Dataset entries
________________

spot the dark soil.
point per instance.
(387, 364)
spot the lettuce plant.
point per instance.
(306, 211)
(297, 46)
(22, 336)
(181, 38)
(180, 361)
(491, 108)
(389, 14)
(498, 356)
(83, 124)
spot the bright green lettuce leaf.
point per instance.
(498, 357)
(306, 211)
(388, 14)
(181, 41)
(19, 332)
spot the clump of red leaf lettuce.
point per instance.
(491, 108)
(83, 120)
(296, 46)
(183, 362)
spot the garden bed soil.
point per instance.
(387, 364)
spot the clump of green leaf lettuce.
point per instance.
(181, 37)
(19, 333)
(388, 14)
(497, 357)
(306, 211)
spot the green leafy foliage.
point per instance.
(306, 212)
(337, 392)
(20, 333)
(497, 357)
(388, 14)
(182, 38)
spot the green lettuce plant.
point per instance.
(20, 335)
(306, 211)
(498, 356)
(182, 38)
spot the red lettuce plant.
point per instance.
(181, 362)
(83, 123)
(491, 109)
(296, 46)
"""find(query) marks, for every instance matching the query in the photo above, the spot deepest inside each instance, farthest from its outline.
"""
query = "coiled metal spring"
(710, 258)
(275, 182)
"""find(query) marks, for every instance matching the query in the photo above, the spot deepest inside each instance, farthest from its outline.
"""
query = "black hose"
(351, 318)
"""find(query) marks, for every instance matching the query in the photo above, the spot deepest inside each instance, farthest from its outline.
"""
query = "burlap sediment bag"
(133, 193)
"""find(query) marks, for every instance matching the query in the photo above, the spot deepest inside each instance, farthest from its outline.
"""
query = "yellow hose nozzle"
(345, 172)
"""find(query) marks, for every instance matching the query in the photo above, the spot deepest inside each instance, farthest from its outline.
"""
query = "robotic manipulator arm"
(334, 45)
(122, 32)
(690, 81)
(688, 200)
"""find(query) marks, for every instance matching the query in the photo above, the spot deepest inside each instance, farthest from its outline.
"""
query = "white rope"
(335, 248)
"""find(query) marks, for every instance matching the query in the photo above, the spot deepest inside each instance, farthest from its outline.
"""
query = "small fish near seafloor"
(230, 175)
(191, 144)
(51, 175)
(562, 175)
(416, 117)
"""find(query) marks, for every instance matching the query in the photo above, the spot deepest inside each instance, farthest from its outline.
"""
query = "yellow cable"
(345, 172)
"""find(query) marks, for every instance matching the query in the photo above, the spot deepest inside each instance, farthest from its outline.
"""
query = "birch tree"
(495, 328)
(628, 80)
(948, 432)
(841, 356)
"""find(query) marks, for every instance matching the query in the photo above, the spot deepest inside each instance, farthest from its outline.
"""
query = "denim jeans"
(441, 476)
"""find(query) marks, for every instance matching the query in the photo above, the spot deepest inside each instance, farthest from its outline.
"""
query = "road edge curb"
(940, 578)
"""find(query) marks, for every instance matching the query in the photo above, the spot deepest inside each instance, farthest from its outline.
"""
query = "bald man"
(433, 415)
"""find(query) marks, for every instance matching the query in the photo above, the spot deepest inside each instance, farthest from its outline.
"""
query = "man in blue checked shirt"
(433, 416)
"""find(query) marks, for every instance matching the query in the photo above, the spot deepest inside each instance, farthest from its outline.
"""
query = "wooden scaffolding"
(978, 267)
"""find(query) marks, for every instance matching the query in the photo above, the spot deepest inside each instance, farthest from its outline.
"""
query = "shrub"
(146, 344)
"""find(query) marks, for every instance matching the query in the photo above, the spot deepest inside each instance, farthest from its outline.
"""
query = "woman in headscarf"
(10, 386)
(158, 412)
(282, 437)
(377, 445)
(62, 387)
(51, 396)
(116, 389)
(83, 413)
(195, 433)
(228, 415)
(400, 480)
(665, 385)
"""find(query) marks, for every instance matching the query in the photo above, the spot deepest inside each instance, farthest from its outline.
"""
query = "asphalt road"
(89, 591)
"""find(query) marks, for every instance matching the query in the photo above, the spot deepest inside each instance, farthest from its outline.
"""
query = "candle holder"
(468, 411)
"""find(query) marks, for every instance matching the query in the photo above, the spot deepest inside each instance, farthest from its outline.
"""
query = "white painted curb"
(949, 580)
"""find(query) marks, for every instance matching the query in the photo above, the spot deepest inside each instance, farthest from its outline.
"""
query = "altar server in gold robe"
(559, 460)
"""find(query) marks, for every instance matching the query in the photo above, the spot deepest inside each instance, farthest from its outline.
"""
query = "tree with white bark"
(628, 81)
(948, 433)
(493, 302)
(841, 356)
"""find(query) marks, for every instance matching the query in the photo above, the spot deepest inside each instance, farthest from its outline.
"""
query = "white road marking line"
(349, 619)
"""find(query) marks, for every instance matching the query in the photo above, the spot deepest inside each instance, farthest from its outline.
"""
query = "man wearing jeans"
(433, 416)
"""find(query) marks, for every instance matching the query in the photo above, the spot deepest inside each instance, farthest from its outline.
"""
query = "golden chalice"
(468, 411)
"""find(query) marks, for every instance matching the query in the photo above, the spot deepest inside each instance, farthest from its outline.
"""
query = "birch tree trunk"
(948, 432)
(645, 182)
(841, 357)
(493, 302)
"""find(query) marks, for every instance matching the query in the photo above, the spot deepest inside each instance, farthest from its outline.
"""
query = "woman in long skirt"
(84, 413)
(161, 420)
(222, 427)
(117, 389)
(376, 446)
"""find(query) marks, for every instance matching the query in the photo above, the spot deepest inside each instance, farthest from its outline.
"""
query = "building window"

________________

## EXERCISE AIM
Using the data above, return each line exactly as written.

## RESULT OF THE TASK
spot the dark soil.
point per instance.
(387, 364)
spot the lettuce plant.
point per instance.
(306, 211)
(297, 46)
(22, 336)
(181, 38)
(180, 361)
(491, 108)
(389, 14)
(498, 356)
(83, 124)
spot the bright green lettuce leaf.
point per instance.
(498, 357)
(306, 211)
(388, 14)
(181, 41)
(19, 332)
spot the clump of red leaf lettuce.
point per instance.
(491, 108)
(83, 120)
(296, 46)
(183, 362)
spot the garden bed soil.
point per instance.
(387, 364)
spot the clump of green leaf lettuce.
point per instance.
(181, 37)
(19, 333)
(388, 14)
(497, 357)
(306, 211)
spot the green leafy foliage.
point per instance.
(306, 212)
(337, 392)
(20, 333)
(497, 357)
(388, 14)
(182, 38)
spot the green lettuce plant.
point per instance.
(20, 335)
(306, 211)
(498, 356)
(182, 38)
spot the red lettuce plant.
point per instance.
(181, 362)
(83, 123)
(491, 109)
(296, 46)
"""find(query) marks, for every instance matching the query in the photo above, the spot deepest inside each instance, farthest from its outline.
"""
query = "coiled metal spring"
(710, 258)
(275, 182)
"""find(query) marks, for every instance matching the query in the photo above, the spot deepest inside each instance, farthest from its outline.
"""
query = "black hose"
(351, 318)
"""find(query) marks, for every instance matching the query in the photo above, the spot deepest inside each instance, farthest from its outline.
"""
query = "burlap sediment bag"
(133, 193)
"""find(query) marks, for every instance matching the query in the photo above, the spot deepest inside each instance, farthest from its outline.
"""
query = "yellow hose nozzle"
(345, 172)
"""find(query) marks, for every instance matching the query in the photo above, the spot deepest inside each instance, farthest from its outline.
"""
query = "robotic manipulator arm"
(334, 45)
(122, 32)
(690, 81)
(688, 200)
"""find(query) marks, for every instance matching the query in the photo above, the spot deepest inside each instance, farthest from its outline.
"""
query = "white rope"
(335, 248)
"""find(query) marks, for every instance matching the query in the photo above, the spot deepest inside each instance, farthest from its outline.
"""
query = "small fish near seafloor"
(230, 175)
(191, 144)
(51, 175)
(562, 175)
(416, 117)
"""find(query) marks, for every instance matching the query in the photo above, the spot deepest inside each instance, farthest from its outline.
"""
query = "yellow cable"
(345, 172)
"""find(query) marks, for every instance matching the query in the photo above, the spot deepest inside each instance, farthest from its outline.
"""
query = "birch tree"
(495, 328)
(628, 80)
(948, 432)
(841, 356)
"""find(query) marks, for every instance matching the query in the photo above, the spot deepest inside each instance, farthest from its outline.
"""
query = "denim jeans"
(441, 476)
"""find(query) marks, for every instance matching the query in the photo above, the spot deepest inside each instance, farthest from its outline.
"""
query = "road edge curb"
(940, 578)
"""find(query) marks, for every instance matching the query in the photo above, the spot deepest inside each instance, farthest from its outline.
"""
query = "bald man"
(433, 415)
"""find(query) marks, for every instance matching the query in the photo above, the spot deepest inside each instance, farthest from its outline.
"""
query = "man in blue checked shirt"
(433, 416)
"""find(query) marks, for every instance matching the query in the photo above, the spot deepest inside each instance, farthest from its outline.
"""
query = "wooden scaffolding"
(978, 267)
"""find(query) marks, for every instance matching the query in the photo above, the spot deepest inside each instance, farthest from its outline.
"""
query = "shrub"
(146, 344)
"""find(query) marks, for every instance matching the query in the photo above, the spot deepest inside each instance, farthest from its outline.
"""
query = "woman in headscarf"
(10, 386)
(158, 412)
(282, 437)
(377, 445)
(62, 387)
(51, 396)
(116, 389)
(83, 413)
(195, 433)
(228, 415)
(400, 480)
(665, 385)
"""find(query) marks, for every instance matching the query in the photo above, the spot deepest inside each instance, farthest from its outline.
"""
query = "asphalt road"
(89, 591)
"""find(query) marks, for every instance matching the query in the photo above, the spot deepest inside each instance, farthest from its outline.
"""
query = "candle holder"
(468, 411)
"""find(query) marks, for every instance matching the query in the photo above, the spot deepest inside each instance, farthest from its outline.
"""
query = "white painted curb"
(949, 580)
"""find(query) marks, for every instance matching the query in the photo above, the spot deepest inside each instance, farthest from its outline.
"""
query = "altar server in gold robe"
(559, 460)
"""find(query) marks, for every instance matching the query in the photo above, the spot deepest inside each instance, farthest from its outline.
"""
query = "tree with white bark"
(628, 81)
(948, 433)
(493, 302)
(841, 356)
"""find(query) marks, for every instance matching the query in the photo above, the spot deepest inside each instance, farthest from its outline.
"""
query = "white road marking line"
(349, 619)
"""find(query) marks, for every instance matching the query in the photo above, the spot deepest inside each instance, farthest from its outline.
"""
query = "man wearing jeans"
(433, 416)
"""find(query) marks, for every instance matching the query in the photo above, the spot deepest inside each instance, farthest from its outline.
"""
query = "golden chalice"
(468, 411)
"""find(query) marks, for every instance matching the query in the photo above, the spot deepest inside each instance, farthest from its outline.
"""
query = "birch tree trunk"
(948, 432)
(645, 182)
(841, 357)
(493, 302)
"""find(query) marks, for every instance matching the query in the photo above, the spot deepest inside each instance, farthest from its outline.
"""
query = "woman in long skirt"
(84, 413)
(161, 420)
(222, 427)
(117, 389)
(376, 446)
"""find(query) marks, for every instance matching the query in the photo above, the spot deepest inside each instance, farthest from its outline.
"""
query = "building window"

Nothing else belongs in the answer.